Work required => Count how many lines in the data below contain the string "stone", matching case exactly, and give only the number.

Dataset content =>
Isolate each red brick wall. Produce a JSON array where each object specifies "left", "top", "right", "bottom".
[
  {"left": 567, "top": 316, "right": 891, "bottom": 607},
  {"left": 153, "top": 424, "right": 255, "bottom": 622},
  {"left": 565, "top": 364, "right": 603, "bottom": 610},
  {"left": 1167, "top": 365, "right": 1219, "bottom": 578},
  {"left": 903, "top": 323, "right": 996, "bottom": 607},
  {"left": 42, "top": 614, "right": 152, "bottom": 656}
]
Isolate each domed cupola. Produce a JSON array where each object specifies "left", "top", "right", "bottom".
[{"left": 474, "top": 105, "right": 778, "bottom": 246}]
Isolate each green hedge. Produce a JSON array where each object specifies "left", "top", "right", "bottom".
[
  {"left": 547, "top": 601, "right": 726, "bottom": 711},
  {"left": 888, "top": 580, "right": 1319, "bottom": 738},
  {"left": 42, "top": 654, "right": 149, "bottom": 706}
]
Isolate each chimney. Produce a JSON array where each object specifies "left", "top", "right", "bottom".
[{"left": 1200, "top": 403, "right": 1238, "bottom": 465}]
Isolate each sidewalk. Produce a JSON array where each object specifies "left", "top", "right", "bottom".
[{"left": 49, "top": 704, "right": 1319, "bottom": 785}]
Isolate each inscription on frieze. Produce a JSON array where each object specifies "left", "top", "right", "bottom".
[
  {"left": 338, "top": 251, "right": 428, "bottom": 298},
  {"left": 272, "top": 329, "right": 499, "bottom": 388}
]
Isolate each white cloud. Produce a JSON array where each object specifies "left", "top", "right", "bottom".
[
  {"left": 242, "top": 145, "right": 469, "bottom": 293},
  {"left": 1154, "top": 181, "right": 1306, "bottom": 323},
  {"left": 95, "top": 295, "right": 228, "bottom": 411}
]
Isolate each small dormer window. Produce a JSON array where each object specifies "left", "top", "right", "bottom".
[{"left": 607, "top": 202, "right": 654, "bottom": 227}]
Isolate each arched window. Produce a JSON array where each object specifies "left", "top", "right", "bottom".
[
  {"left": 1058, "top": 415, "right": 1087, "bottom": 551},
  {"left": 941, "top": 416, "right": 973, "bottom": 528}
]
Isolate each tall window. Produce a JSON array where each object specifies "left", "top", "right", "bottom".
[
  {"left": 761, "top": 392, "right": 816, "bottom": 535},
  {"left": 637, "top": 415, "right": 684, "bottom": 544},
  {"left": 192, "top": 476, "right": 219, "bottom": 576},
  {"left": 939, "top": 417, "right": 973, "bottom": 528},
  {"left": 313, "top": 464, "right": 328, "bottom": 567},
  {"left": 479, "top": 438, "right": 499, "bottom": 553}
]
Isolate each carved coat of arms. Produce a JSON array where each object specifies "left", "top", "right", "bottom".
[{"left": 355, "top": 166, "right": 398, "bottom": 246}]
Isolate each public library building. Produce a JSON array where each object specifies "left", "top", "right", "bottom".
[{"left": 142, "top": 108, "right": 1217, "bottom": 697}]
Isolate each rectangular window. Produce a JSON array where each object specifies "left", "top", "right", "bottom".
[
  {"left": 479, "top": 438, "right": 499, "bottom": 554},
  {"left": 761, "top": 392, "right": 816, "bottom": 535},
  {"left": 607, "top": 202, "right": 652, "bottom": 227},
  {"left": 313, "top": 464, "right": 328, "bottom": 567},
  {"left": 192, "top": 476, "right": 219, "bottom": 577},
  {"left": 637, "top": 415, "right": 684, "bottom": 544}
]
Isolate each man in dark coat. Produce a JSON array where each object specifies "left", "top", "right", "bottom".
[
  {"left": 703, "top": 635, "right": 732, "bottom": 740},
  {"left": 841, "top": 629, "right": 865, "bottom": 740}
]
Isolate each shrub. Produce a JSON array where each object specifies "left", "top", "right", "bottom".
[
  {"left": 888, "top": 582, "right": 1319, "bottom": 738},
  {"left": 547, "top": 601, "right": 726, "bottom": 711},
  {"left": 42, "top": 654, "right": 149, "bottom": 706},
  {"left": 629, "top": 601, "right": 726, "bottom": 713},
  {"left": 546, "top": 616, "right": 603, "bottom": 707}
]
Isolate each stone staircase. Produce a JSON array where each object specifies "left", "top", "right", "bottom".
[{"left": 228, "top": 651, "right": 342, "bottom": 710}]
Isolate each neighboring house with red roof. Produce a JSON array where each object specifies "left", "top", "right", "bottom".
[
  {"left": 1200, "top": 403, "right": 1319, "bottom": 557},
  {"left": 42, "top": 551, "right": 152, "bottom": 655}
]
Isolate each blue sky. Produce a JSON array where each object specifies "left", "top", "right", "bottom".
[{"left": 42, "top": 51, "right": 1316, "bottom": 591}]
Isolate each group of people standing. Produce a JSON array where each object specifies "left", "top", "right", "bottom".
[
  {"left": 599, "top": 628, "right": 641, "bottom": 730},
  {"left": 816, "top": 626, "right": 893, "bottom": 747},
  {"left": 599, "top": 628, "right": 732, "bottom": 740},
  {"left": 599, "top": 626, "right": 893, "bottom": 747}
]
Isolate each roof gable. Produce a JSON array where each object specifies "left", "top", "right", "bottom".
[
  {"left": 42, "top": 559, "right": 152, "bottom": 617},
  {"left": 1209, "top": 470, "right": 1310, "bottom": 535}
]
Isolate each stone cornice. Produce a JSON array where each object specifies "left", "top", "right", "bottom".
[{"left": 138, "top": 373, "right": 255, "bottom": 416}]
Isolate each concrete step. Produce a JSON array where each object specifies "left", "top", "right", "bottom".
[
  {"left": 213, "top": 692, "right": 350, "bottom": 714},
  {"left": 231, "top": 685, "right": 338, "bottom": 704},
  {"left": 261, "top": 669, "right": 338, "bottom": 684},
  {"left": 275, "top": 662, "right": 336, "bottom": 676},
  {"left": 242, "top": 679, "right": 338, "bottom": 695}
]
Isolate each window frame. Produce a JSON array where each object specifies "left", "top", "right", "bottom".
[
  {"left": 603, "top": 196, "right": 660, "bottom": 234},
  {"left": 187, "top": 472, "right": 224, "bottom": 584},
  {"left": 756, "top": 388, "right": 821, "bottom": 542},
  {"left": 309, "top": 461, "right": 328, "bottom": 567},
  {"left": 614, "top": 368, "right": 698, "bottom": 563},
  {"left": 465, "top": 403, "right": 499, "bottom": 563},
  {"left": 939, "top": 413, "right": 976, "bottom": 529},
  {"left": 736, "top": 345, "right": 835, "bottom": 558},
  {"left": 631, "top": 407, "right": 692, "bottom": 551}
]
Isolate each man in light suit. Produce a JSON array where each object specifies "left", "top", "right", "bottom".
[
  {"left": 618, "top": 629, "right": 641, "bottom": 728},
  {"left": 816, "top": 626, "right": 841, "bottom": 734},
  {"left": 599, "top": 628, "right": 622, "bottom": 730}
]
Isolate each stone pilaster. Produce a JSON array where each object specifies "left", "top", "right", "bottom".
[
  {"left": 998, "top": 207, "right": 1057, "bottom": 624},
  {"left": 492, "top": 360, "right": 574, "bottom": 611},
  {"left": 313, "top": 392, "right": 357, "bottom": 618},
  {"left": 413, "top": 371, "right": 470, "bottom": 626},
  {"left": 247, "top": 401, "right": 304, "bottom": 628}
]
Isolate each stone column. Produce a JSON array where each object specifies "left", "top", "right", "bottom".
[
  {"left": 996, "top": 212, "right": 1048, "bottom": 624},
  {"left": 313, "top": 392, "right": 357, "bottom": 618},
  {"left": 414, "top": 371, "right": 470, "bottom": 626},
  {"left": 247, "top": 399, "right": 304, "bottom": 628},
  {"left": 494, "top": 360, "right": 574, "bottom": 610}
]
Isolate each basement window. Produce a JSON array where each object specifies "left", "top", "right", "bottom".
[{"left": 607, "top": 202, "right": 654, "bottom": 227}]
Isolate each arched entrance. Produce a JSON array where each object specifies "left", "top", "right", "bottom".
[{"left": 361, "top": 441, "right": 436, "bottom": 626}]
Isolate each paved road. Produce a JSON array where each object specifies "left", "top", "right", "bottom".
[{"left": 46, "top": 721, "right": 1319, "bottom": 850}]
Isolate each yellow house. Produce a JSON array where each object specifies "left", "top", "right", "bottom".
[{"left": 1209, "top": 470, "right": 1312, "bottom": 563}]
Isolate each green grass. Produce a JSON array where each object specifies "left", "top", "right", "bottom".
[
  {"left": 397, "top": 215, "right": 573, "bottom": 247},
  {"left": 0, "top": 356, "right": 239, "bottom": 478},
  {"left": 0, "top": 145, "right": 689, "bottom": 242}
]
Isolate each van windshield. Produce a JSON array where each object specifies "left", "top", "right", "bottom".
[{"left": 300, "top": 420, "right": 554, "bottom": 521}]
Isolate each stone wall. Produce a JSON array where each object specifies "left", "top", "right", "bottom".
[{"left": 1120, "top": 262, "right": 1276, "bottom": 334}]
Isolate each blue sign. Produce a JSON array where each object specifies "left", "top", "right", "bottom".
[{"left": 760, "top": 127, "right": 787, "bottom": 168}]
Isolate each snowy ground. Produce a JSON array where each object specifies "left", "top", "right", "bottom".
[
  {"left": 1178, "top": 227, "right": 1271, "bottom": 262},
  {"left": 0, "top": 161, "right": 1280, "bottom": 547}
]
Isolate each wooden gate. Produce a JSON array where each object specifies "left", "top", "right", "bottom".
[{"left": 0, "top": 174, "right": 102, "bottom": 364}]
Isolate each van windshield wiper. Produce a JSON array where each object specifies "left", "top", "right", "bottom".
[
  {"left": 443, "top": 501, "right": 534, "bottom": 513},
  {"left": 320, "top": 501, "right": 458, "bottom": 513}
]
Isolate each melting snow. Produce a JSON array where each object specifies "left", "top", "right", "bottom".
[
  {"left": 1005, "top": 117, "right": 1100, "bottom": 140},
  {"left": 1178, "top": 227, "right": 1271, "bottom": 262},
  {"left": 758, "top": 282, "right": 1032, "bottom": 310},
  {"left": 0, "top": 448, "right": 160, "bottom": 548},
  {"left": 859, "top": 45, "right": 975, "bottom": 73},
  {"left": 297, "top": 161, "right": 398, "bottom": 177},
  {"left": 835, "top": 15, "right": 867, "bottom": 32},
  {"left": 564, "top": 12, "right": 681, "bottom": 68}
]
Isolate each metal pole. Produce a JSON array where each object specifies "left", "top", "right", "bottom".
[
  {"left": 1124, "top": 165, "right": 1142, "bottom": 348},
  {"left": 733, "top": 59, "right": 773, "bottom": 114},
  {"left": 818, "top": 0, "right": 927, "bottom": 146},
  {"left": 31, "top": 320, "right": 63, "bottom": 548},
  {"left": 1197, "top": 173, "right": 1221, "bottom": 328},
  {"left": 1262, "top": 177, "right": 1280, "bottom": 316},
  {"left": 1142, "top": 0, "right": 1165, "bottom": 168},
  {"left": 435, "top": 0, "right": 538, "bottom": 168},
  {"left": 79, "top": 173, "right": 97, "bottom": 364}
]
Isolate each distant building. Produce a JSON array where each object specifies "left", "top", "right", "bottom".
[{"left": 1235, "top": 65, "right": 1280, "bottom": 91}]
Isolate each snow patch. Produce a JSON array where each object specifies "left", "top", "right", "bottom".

Answer to the exercise => 5